• [TASK TO COMPLETE] Filter the entries for the string "dark". Copy each line that has it.

• [SUPPLIED MATERIAL]
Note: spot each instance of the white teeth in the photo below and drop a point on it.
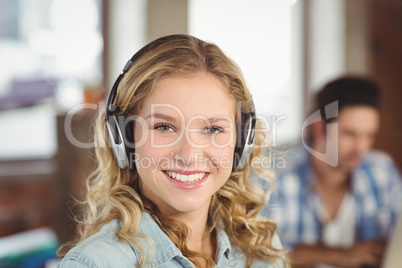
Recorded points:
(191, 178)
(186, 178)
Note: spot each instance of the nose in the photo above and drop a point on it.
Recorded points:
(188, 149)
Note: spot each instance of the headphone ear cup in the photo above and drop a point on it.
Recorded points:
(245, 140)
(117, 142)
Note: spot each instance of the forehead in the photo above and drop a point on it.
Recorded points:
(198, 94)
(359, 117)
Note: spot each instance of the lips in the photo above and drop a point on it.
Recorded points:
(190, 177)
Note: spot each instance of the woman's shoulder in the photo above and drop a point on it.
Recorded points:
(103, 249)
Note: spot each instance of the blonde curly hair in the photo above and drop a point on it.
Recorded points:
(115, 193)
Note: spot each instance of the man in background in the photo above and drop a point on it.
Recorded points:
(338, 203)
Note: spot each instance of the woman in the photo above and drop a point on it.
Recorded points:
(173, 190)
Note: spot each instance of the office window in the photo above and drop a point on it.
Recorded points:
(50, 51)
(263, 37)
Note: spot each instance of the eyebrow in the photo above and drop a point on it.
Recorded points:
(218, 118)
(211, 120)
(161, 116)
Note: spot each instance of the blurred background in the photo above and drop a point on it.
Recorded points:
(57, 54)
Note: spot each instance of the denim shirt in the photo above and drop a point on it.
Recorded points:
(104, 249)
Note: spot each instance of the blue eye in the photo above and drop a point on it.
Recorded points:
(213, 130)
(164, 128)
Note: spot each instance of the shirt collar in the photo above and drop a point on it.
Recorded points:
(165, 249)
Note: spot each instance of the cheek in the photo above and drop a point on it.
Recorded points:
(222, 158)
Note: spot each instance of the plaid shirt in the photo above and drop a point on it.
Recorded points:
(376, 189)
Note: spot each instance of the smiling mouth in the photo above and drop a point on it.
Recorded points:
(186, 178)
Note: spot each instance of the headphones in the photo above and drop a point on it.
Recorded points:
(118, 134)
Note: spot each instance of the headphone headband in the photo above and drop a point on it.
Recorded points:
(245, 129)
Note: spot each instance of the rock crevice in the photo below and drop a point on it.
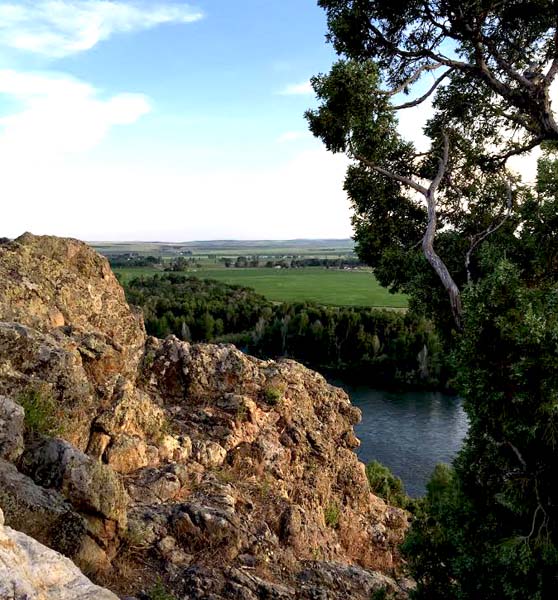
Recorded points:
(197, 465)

==

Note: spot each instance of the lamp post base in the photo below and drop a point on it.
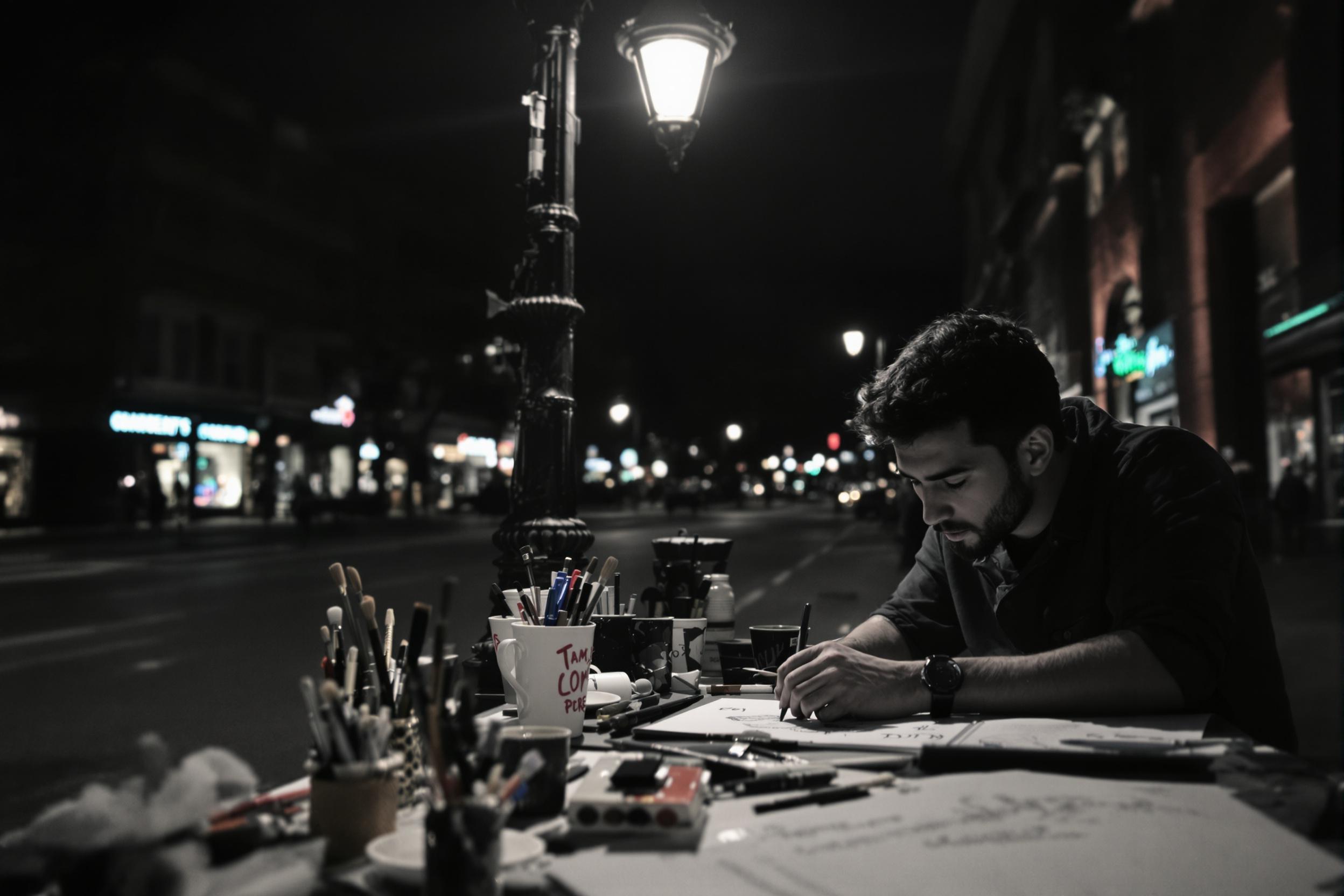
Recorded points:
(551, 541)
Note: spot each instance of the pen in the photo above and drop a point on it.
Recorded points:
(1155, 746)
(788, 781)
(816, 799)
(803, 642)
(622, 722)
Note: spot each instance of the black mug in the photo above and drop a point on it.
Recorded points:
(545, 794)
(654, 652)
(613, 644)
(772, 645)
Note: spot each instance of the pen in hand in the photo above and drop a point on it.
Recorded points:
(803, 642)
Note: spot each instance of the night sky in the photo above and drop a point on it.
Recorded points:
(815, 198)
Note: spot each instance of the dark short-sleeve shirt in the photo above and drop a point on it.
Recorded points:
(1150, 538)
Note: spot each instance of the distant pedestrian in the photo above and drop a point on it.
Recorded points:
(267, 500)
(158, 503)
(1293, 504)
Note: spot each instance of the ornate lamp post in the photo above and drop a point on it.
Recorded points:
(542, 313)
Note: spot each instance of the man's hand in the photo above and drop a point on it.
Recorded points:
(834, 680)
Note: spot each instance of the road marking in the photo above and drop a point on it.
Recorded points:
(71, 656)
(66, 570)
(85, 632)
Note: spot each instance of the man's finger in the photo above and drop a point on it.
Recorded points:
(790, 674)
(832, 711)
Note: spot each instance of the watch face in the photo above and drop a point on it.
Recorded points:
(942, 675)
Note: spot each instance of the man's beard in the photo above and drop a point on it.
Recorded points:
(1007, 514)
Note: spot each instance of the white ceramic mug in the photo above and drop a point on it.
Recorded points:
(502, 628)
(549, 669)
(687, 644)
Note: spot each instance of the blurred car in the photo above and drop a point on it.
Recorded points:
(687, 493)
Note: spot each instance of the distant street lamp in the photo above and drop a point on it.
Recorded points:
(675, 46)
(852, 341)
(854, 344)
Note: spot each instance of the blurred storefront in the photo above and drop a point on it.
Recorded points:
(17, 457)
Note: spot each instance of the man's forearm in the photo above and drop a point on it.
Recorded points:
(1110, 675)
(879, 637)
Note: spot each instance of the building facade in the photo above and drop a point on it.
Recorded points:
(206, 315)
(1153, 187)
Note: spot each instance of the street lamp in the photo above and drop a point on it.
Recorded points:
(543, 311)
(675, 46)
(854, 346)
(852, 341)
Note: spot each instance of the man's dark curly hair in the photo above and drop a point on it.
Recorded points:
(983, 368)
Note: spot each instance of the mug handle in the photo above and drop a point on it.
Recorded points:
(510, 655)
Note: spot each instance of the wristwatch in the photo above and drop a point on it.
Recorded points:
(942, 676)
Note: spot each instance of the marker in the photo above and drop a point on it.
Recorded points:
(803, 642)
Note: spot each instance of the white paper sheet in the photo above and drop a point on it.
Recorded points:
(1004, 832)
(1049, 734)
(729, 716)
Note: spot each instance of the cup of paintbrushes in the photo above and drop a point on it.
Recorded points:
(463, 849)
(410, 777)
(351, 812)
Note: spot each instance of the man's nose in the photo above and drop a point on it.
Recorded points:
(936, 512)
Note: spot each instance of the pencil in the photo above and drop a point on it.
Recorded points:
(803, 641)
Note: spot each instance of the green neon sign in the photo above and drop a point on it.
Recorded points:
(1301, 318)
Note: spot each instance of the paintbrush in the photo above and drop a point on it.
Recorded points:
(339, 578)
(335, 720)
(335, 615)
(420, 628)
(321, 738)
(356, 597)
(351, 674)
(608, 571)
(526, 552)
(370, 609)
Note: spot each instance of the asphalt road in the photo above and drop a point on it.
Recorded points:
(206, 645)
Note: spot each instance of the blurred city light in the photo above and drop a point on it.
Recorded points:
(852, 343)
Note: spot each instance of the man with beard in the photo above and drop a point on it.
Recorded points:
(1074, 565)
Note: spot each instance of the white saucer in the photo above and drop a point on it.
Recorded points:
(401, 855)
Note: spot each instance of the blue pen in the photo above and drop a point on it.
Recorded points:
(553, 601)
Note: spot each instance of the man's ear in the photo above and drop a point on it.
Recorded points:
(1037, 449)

• [ANSWER TO THIS TASK]
Note: spot each instance of the dark short-sleeve shirt in the photo above and drop a point on it.
Note: spot each instance of the man's dark curly hair in the photo above and drop a point on it.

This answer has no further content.